§ **Brief**
Please convert the items below into a two-column CSV with the header item_text,answer, giving one row per item. Put each item's text and its answer in separate quoted fields, with any line breaks replaced by spaces.

#### Supplied data

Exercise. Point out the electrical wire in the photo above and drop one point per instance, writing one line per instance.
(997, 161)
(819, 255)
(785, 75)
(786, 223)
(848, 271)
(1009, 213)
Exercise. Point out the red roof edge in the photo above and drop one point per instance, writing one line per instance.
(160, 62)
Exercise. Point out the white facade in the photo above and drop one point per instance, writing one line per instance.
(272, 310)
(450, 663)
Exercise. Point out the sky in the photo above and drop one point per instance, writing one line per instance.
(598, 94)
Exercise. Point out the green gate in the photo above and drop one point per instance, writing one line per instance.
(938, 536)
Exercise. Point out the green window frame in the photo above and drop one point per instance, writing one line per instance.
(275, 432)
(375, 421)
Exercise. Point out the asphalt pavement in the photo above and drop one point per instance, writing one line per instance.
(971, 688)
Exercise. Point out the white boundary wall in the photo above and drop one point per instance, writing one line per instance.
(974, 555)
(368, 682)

########

§ **Finished exercise**
item_text,answer
"Exercise. Point out the electrical wire in the photo above and drop one point per instance, writing one line per instance.","(997, 161) (819, 255) (785, 75) (786, 223) (848, 271) (1009, 213)"
"Exercise. Point out the red roof edge in the photo above and drop one point per instance, writing one line per instance.","(160, 62)"
"Exercise. Point out the white facade in the photo above and drop one point per instance, writing one line per instance.","(272, 310) (450, 663)"
"Exercise. Point out the sky in the photo above and drop one point per instance, writing one line per instance.","(598, 94)"
"Exercise. Point out the green gate in the photo above and drop one point per instance, writing one line per instance.","(938, 536)"
"Exercise. Point out the green window frame in the photo above and drop one point per instance, writing one line per instance.","(275, 432) (375, 421)"
"Exercise. Point out the asphalt pavement in the photo above and drop one point per instance, writing one line per instance.","(971, 688)"
"Exercise. Point out the white boundary wall in the photo above and drop one point per instance, writing one line per instance.","(974, 555) (368, 682)"